WORK REQUIRED:
Copy each of the following rows verbatim, leaving every character unchanged.

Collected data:

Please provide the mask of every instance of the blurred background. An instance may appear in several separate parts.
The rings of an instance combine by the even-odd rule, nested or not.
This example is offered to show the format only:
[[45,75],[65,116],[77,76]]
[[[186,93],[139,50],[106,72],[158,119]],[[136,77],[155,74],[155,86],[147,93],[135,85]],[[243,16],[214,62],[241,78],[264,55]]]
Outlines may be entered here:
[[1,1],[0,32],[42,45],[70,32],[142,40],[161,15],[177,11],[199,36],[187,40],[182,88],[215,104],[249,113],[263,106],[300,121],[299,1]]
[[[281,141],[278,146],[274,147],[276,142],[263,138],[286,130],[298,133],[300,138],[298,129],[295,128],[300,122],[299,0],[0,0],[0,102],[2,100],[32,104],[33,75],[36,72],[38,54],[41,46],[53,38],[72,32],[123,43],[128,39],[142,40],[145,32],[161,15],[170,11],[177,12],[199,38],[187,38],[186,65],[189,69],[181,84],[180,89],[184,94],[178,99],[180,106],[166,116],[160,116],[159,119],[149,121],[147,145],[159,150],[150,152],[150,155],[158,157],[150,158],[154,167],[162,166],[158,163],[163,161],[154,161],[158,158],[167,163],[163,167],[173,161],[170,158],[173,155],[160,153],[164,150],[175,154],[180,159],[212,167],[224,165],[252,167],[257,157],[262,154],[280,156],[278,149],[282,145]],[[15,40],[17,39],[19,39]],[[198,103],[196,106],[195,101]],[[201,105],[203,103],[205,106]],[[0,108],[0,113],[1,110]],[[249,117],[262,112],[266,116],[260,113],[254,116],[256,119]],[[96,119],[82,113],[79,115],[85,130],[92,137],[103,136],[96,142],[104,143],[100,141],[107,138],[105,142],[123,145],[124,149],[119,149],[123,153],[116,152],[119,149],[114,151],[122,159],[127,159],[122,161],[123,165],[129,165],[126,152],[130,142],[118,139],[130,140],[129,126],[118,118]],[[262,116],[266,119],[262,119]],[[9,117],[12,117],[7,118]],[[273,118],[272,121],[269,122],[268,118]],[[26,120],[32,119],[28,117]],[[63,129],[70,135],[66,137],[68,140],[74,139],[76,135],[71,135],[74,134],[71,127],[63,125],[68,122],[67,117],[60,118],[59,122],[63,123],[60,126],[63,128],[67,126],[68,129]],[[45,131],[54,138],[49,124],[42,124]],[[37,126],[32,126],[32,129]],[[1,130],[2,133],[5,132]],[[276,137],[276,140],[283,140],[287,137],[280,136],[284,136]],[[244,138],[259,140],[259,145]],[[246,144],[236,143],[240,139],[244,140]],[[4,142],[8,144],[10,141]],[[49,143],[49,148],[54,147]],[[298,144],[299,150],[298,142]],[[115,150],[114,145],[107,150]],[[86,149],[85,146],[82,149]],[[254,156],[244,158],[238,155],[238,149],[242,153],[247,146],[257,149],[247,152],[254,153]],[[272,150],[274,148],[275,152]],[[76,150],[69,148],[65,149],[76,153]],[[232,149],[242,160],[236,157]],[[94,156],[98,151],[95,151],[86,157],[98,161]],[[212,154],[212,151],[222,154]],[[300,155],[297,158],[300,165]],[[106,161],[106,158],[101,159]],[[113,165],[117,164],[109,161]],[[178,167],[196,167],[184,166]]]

REPLY:
Please provide the mask of every instance of the blurred background. An instance may appear in several separate parts.
The rings of an instance combine by the even-odd rule, nested or not.
This example is offered to show the format only:
[[45,75],[65,116],[77,76]]
[[[186,93],[139,50],[106,72],[158,119]],[[136,77],[155,74],[155,86],[147,93],[135,85]],[[243,16],[214,62],[241,78],[264,55]]]
Outlines may be entered here:
[[1,1],[0,32],[42,45],[70,32],[142,40],[161,15],[177,11],[199,36],[187,40],[182,88],[215,104],[249,113],[263,106],[300,121],[299,1]]
[[[281,141],[278,146],[274,147],[276,142],[263,138],[286,130],[298,133],[300,138],[298,129],[295,128],[300,122],[299,0],[0,0],[0,102],[2,100],[32,104],[33,75],[36,72],[38,54],[41,46],[53,38],[72,32],[123,43],[128,39],[142,40],[145,32],[161,15],[170,11],[177,12],[199,38],[187,38],[186,65],[189,69],[181,84],[180,89],[184,94],[178,99],[180,106],[166,116],[160,116],[159,119],[149,121],[147,145],[159,150],[150,152],[150,155],[158,157],[150,158],[154,167],[162,166],[158,163],[163,161],[154,161],[158,158],[167,163],[163,167],[173,161],[170,158],[173,155],[160,153],[164,150],[175,154],[180,159],[212,167],[224,165],[252,167],[257,157],[262,154],[280,156],[278,149],[282,145]],[[15,40],[17,39],[19,39]],[[198,103],[196,106],[195,101]],[[201,105],[203,103],[205,106]],[[0,108],[0,113],[1,110]],[[249,117],[262,112],[266,116],[260,113],[254,116],[256,119]],[[96,119],[82,113],[79,115],[85,130],[92,137],[103,136],[96,142],[104,143],[100,141],[107,138],[105,142],[123,145],[124,149],[119,149],[123,153],[116,152],[119,149],[114,151],[122,159],[127,159],[122,161],[123,165],[129,165],[126,152],[130,142],[118,139],[130,140],[129,126],[118,118]],[[262,116],[266,119],[262,119]],[[9,117],[12,117],[7,118]],[[273,118],[272,121],[269,122],[268,118]],[[26,120],[32,119],[28,117]],[[63,129],[70,135],[66,137],[68,140],[74,139],[76,135],[71,135],[74,134],[71,127],[63,125],[68,122],[67,117],[60,118],[59,122],[63,123],[60,126],[63,128],[67,126],[68,129]],[[45,131],[54,138],[49,124],[42,124]],[[37,126],[32,126],[32,129]],[[1,130],[2,133],[5,132]],[[276,137],[276,140],[283,140],[287,137],[280,136],[284,136]],[[244,138],[259,140],[259,145]],[[246,144],[236,143],[240,139],[244,140]],[[4,142],[8,144],[10,141]],[[49,143],[49,148],[54,147]],[[298,144],[299,150],[298,142]],[[115,150],[114,145],[107,150]],[[86,149],[85,146],[82,149]],[[254,156],[244,158],[238,155],[238,149],[242,153],[247,146],[257,149],[247,152],[254,153]],[[272,150],[274,148],[275,152]],[[76,150],[69,148],[65,149],[76,153]],[[232,149],[242,160],[236,157]],[[94,156],[98,151],[95,151],[86,157],[98,161]],[[212,154],[212,151],[222,154]],[[300,155],[297,158],[300,165]],[[106,161],[106,158],[101,159]],[[113,165],[117,164],[109,161]],[[178,167],[196,167],[184,166]]]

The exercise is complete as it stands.